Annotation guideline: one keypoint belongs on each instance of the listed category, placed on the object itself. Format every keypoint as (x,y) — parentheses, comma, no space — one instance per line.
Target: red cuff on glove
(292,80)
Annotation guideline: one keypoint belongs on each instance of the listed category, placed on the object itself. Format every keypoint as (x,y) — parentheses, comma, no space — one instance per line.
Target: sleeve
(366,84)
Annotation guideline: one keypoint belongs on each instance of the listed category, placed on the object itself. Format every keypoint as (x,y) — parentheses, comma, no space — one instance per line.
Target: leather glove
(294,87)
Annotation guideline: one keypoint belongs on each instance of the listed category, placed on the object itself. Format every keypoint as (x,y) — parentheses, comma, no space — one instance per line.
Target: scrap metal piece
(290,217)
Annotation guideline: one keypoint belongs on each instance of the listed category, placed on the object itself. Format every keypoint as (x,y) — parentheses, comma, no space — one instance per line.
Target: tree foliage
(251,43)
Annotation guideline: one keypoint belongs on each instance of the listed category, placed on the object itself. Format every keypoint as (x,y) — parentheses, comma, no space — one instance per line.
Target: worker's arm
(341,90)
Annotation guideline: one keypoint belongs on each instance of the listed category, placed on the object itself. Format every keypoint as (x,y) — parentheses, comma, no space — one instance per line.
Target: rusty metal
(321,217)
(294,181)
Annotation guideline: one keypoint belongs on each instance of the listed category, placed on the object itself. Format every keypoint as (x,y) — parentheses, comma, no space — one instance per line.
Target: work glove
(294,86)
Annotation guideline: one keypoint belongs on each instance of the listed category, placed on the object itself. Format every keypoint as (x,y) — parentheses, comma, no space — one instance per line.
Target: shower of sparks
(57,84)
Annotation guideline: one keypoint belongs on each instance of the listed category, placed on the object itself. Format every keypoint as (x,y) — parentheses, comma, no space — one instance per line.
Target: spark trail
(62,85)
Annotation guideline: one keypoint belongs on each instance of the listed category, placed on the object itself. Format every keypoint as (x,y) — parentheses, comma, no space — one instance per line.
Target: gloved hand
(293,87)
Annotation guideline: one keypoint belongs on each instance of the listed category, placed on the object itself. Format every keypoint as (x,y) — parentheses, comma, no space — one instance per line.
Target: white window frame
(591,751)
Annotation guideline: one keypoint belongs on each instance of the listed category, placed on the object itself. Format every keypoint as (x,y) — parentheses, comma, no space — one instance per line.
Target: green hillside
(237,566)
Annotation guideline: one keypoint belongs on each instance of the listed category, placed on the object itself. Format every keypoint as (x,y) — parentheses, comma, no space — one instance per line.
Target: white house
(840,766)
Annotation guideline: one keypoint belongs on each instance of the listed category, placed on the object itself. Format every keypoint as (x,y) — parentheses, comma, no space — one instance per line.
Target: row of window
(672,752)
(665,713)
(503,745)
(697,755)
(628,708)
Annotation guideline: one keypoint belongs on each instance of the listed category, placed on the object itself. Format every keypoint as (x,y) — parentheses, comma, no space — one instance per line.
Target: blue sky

What is needed: Each line in the records above must be returned exactly as it stands.

Answer for the task:
Annotation guideline: one keypoint belongs on each instance of the listed category, placed on the object itself. Format every keypoint as (x,y) — parentheses, comma, no space — one instance per line.
Target: red cuff on glove
(292,80)
Annotation guideline: one keypoint belongs on each instance of the listed category, placed on the object itself. Format every keypoint as (x,y) — parentheses, comma, no space — one instance per line.
Target: sleeve
(366,84)
Annotation guideline: one keypoint belongs on each instance of the listed category, placed on the object itself. Format every keypoint as (x,y) — parentheses, comma, no space — one instance per line.
Target: leather glove
(294,87)
Annotation guideline: one keypoint belongs on each instance of the listed category, placed on the object itself. Format every keypoint as (x,y) — parentheses, comma, no space — one instance per line.
Target: scrap metal piece
(290,217)
Annotation guideline: one keypoint belongs on each instance of the listed category, placed on the object itself. Format every keypoint as (x,y) — parentheses, comma, no space — one instance per line.
Target: tree foliage
(251,43)
Annotation guideline: one keypoint belongs on each instance of the listed category, placed on the object itself. Format every keypoint as (x,y) — parentheses, comma, no space — one instance per line.
Target: worker's arm
(341,90)
Annotation guideline: one keypoint belongs on each instance of the listed category, placed on the object itself. Format every keypoint as (x,y) — parentheses, comma, no space — one instance per line.
Target: rusty metal
(321,217)
(294,181)
Annotation guideline: one keypoint belongs on each instance of the listed category, placed on the object itself. Format every keypoint as (x,y) — parentheses, comma, no space — one instance per line.
Target: work glove
(294,86)
Annotation guideline: one keypoint belongs on each instance of the listed category, placed on the object itself. Format every keypoint as (x,y) — parentheses, comma, no space — one instance per line.
Target: shower of sparks
(57,84)
Annotation guideline: one keypoint belongs on each instance of the listed category, placed on the object itself. Format every keypoint as (x,y) — parentheses, comma, no space — one instance per line.
Target: spark trail
(62,85)
Annotation guideline: one keypoint belongs on each instance of the listed category, placed on the object itself. Format every keypoint as (x,y) — parentheses, comma, no space — one instance per line.
Target: gloved hand
(293,87)
Annotation guideline: one keypoint belongs on each instance of the listed category, placed on the object itself. Format every keypoint as (x,y) — parentheses, comma, no space — one instance per line.
Target: white window frame
(591,751)
Annotation guideline: one keypoint belongs on each instance of the listed category, placed on the object itself. Format every keypoint as (x,y) — parentheses, comma, no space — one instance per line.
Target: green hillside
(237,566)
Annotation guideline: one keypoint belongs on each instance of the listed category, placed on the object itself. Format every keypoint as (x,y) — parentheses, comma, no space — one instance per line.
Target: white house
(840,766)
Annotation guideline: one keypoint belongs on each instance of the listed category, placed on the object itself. Format every keypoint as (x,y) — parentheses, comma, no space — one instance per line.
Target: row of window
(672,752)
(665,713)
(503,745)
(697,755)
(628,708)
Annotation guideline: one keypoint belongs on each instance of the listed category, placed on the object itself. Format every keypoint as (x,y) — parentheses, comma, no space — one instance per line.
Target: blue sky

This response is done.